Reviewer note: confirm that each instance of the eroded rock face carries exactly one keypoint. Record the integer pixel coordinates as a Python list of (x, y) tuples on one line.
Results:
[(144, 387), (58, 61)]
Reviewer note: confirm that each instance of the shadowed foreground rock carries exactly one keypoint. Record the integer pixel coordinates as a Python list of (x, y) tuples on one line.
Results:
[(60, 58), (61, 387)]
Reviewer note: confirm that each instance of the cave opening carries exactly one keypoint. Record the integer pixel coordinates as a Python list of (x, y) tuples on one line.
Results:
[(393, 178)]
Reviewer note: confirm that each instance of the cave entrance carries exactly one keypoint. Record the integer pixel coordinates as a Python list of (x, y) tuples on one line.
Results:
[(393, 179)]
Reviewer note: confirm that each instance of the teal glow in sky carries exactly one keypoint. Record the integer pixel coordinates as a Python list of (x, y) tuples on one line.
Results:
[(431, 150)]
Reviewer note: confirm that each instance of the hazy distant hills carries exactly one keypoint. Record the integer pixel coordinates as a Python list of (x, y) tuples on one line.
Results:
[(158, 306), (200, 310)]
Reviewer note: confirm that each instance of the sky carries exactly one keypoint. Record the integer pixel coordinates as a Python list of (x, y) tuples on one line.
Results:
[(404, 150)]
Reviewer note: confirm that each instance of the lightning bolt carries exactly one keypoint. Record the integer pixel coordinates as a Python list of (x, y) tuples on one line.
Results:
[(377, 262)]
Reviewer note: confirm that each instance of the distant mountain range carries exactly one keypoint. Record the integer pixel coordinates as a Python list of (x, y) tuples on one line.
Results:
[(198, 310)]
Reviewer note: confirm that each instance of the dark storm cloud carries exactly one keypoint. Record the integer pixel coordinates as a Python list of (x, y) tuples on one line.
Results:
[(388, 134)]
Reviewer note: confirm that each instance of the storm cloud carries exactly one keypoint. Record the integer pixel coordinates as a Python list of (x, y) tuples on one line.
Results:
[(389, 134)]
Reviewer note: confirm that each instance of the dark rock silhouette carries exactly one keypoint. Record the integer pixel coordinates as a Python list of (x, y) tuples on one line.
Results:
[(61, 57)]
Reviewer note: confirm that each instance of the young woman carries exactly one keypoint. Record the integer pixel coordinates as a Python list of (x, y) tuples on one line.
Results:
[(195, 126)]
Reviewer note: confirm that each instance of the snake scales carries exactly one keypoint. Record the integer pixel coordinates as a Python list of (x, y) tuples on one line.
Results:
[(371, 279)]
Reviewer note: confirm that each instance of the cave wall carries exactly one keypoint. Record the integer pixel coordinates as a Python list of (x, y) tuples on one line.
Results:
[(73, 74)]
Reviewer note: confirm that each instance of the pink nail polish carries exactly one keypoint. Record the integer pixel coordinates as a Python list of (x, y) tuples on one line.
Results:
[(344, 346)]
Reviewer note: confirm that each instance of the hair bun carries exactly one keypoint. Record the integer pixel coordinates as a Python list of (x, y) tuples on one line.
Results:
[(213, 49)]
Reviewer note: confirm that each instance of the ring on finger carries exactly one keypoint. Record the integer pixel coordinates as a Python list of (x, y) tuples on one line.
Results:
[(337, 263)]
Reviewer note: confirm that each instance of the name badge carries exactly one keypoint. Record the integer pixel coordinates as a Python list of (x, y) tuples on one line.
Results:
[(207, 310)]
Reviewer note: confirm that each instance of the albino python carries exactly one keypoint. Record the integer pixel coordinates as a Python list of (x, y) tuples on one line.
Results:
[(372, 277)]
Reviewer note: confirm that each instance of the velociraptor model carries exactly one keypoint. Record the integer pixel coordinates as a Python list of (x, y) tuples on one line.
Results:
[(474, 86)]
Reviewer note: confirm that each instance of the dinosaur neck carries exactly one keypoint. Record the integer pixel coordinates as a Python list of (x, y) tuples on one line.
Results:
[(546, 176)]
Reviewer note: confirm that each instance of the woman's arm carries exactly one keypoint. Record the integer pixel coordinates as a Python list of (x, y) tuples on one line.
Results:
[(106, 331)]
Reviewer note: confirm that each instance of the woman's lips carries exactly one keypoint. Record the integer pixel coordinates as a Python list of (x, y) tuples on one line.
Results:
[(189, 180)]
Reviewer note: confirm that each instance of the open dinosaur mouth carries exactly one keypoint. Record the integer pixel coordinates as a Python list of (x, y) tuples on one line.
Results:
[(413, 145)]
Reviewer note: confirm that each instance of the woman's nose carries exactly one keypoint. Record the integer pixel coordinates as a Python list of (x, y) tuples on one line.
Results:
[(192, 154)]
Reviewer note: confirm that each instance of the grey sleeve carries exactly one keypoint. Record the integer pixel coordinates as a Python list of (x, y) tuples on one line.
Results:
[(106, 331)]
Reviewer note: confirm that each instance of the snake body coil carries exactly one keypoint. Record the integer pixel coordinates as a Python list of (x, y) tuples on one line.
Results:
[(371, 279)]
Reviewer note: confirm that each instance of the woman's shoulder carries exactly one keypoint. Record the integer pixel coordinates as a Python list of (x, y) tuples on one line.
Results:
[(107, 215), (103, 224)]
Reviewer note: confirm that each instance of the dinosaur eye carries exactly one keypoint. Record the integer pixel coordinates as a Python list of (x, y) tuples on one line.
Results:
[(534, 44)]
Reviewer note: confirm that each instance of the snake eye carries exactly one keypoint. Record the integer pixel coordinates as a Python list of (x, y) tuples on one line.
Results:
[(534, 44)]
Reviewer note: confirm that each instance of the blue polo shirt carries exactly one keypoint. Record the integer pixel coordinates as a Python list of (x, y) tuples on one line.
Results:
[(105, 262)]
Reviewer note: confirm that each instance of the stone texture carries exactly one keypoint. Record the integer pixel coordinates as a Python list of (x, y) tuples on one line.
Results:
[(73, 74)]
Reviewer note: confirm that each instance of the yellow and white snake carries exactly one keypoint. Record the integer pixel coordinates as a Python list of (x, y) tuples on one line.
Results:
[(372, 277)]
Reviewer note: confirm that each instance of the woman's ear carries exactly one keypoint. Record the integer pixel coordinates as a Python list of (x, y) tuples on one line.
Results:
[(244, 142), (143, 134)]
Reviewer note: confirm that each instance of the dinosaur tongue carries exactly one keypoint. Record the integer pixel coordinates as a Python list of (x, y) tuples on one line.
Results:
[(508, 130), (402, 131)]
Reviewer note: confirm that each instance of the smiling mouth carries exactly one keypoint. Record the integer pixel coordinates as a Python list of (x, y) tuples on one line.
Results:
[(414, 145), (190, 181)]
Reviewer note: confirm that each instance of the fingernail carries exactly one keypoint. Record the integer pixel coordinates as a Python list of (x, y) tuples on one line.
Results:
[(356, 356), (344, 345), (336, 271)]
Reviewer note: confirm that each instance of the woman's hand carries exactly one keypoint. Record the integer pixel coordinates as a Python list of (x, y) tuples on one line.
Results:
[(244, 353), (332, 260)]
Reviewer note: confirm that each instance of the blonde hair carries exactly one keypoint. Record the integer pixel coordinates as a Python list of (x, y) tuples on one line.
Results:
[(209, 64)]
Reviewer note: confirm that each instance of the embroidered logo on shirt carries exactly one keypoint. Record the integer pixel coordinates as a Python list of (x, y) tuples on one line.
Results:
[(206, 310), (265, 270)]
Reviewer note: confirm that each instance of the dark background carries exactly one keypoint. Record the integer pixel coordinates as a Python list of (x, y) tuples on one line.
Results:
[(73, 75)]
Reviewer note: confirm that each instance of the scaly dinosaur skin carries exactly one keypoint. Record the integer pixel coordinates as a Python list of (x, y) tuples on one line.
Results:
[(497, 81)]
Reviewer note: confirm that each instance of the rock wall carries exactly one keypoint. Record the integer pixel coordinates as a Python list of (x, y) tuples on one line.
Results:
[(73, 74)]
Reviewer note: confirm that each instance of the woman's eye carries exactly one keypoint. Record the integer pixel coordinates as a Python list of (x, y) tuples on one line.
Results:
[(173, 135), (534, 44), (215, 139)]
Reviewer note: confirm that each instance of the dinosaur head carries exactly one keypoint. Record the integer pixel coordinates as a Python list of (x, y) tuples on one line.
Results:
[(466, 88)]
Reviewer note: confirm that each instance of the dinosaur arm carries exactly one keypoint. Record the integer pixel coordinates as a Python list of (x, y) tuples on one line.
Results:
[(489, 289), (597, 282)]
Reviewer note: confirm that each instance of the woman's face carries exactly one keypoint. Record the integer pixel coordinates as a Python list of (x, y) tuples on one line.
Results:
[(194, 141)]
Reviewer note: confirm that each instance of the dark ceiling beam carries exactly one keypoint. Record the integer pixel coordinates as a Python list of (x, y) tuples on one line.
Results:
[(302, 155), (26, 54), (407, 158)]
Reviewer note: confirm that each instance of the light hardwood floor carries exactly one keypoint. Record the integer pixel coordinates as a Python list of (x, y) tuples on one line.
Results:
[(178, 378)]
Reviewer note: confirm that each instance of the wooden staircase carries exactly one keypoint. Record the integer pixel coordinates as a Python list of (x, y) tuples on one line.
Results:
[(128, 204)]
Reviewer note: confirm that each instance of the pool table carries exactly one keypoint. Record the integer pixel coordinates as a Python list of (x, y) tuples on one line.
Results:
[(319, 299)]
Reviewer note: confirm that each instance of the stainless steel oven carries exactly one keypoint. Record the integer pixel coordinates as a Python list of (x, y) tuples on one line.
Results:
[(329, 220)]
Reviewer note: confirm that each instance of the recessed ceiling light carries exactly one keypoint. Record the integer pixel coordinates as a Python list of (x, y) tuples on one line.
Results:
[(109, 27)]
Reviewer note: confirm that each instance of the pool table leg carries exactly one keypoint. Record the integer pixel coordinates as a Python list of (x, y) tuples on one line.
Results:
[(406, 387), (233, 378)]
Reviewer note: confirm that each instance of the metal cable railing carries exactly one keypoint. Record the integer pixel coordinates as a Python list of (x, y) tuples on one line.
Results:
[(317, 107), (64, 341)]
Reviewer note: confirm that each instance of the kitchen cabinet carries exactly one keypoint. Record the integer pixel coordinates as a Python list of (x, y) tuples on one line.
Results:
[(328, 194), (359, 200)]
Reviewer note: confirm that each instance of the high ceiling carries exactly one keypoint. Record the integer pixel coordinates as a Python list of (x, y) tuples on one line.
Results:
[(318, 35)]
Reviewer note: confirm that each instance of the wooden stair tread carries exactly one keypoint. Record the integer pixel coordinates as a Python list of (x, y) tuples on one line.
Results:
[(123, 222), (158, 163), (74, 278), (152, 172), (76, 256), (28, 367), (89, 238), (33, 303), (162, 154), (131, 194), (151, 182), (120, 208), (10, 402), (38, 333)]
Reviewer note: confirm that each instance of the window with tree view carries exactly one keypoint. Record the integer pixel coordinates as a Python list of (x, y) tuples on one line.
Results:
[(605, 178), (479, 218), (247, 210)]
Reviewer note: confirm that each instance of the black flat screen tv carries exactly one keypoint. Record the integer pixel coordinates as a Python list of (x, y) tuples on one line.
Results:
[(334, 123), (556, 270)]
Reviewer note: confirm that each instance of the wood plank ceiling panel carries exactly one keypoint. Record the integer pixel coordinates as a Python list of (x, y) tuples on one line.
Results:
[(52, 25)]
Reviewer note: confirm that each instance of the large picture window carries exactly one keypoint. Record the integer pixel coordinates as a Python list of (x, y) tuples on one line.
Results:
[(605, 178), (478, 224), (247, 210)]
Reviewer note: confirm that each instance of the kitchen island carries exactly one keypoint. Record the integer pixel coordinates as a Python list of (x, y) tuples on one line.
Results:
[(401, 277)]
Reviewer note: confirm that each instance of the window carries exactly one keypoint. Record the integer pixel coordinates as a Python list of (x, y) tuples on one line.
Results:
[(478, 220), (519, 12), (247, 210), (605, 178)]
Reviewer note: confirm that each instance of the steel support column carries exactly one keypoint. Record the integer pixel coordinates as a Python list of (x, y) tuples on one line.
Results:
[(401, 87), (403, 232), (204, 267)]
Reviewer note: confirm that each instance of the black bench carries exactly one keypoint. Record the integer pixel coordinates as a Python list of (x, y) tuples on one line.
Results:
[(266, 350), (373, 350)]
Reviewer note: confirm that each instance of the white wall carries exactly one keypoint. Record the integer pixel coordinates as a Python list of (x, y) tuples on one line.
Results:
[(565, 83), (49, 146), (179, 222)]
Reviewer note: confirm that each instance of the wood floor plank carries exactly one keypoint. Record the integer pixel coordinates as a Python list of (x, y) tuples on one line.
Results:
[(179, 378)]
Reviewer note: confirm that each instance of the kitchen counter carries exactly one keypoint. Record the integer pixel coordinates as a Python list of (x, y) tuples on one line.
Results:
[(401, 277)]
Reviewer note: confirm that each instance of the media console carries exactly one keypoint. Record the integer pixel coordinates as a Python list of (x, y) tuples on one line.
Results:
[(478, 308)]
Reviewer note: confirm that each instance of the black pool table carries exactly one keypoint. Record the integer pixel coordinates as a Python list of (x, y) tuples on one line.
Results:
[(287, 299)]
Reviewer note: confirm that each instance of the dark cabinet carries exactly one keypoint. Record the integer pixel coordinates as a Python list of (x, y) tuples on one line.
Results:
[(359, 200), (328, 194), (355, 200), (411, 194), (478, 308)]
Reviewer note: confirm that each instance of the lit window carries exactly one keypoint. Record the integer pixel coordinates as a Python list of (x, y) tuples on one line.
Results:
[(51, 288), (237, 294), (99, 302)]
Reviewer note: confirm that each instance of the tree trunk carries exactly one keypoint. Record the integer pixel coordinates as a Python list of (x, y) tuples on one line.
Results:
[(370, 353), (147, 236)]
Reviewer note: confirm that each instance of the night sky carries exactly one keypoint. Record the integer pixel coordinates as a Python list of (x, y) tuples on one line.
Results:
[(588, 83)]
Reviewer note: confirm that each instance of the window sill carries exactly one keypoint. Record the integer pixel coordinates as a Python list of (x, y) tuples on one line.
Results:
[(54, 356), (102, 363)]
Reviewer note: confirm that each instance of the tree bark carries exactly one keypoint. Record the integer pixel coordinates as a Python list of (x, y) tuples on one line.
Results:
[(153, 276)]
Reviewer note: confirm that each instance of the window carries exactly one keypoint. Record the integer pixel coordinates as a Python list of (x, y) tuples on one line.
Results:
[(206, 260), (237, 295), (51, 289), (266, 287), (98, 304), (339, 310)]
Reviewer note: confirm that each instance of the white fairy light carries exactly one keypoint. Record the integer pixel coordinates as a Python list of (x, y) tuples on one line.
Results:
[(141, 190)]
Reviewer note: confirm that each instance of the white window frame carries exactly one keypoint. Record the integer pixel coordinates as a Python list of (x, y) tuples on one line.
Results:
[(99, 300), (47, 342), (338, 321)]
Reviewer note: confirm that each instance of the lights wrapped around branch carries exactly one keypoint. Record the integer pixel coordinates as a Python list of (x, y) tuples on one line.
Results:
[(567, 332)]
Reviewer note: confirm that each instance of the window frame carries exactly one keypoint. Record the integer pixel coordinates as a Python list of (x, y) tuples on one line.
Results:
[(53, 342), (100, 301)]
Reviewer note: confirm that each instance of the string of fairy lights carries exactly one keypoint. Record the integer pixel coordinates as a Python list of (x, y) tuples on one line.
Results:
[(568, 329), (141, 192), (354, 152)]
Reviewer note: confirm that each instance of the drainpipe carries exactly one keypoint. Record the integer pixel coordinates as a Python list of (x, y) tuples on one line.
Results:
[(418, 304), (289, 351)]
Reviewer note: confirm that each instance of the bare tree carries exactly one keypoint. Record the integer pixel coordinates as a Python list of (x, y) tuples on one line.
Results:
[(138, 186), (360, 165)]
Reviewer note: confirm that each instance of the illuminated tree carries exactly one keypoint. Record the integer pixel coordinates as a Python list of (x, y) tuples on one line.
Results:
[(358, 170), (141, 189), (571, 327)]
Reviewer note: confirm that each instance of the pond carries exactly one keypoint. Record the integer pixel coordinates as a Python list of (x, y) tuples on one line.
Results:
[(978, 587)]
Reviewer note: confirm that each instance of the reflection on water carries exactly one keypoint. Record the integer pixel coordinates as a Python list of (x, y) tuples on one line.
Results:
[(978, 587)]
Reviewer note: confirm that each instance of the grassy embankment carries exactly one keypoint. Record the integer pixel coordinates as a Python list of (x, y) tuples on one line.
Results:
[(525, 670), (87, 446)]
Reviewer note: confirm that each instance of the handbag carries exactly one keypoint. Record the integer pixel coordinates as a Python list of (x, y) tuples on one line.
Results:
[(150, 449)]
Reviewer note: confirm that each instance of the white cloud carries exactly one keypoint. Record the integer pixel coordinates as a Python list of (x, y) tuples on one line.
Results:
• • • • •
### Work to complete
Scan the data above for the word "steel". Copy every line in which it is found.

### Solution to the problem
Reviewer note: confirm that each instance of the stainless steel oven carries exactly one keypoint. Record the integer pixel coordinates as a Python list of (x, y) tuples on one line.
Reviewer note: confirm that each instance of the steel support column carries exactly one keypoint. Record the integer pixel coordinates as a Python list of (x, y) tuples on one line.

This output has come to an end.